[Raw records]
^^^^^^^^
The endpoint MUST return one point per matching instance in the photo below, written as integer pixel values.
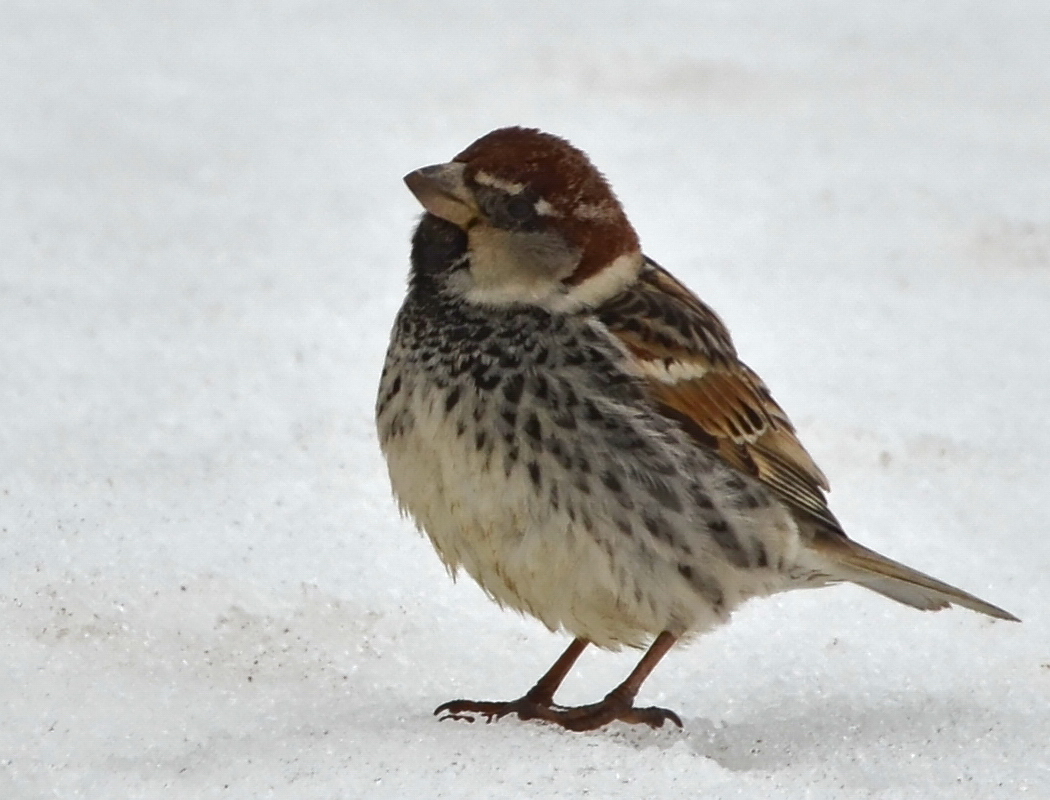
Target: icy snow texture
(206, 590)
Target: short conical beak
(442, 191)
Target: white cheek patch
(508, 267)
(607, 282)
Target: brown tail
(858, 564)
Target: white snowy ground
(205, 588)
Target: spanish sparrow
(571, 425)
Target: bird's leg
(618, 704)
(539, 697)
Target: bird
(571, 426)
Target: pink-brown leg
(618, 704)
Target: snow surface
(206, 590)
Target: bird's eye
(520, 208)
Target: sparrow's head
(542, 224)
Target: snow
(206, 589)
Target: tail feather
(858, 564)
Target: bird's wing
(694, 376)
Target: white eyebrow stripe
(487, 179)
(594, 212)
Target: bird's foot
(573, 718)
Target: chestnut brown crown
(526, 181)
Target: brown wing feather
(695, 377)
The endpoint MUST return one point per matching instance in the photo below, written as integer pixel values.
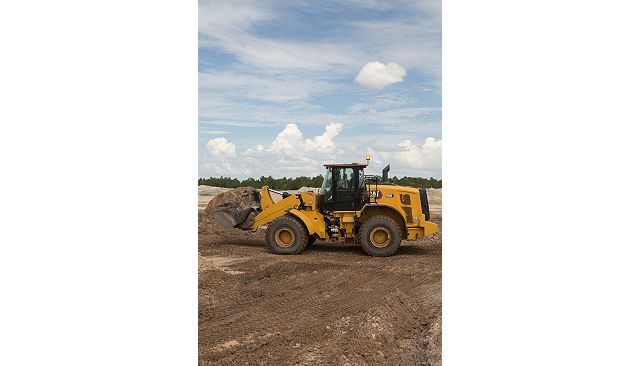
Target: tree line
(296, 183)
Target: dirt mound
(243, 196)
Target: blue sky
(285, 87)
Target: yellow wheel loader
(351, 207)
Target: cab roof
(345, 165)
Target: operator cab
(343, 188)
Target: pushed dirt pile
(330, 305)
(241, 196)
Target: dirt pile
(242, 196)
(331, 304)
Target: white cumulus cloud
(291, 153)
(378, 75)
(412, 159)
(291, 141)
(221, 148)
(221, 158)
^^^^^^^^
### GIVEN EXERCISE
Write out the records above once more, word for word, with no pictures.

### WRITTEN ANSWER
The endpoint MUST return one point per matching instance in the photo below, written as integer pixel values.
Target: icy snow texture
(206, 590)
Target: short conical beak
(442, 191)
Target: white cheek patch
(508, 267)
(607, 282)
Target: brown tail
(858, 564)
Target: white snowy ground
(205, 588)
Target: spanish sparrow
(571, 425)
Target: bird's leg
(618, 704)
(539, 697)
Target: bird
(571, 426)
Target: pink-brown leg
(618, 704)
Target: snow surface
(206, 590)
Target: bird's eye
(520, 208)
Target: sparrow's head
(542, 224)
Target: snow
(206, 589)
Target: tail feather
(858, 564)
Target: bird's wing
(694, 376)
Target: white eyebrow stripe
(487, 179)
(594, 212)
Target: bird's foot
(573, 718)
Target: chestnut brown crown
(526, 181)
Target: brown wing feather
(695, 377)
The endpoint MUST return one point per matching instance in the photo below, written as integer pixel values.
Target: tree line
(296, 183)
Target: dirt mound
(243, 196)
Target: blue sky
(285, 87)
Target: yellow wheel loader
(351, 207)
Target: cab roof
(345, 165)
Target: operator cab
(343, 188)
Target: pushed dirt pile
(330, 305)
(241, 196)
Target: dirt pile
(242, 196)
(331, 304)
Target: white cumulus cloud
(291, 153)
(378, 75)
(412, 159)
(291, 141)
(221, 148)
(221, 158)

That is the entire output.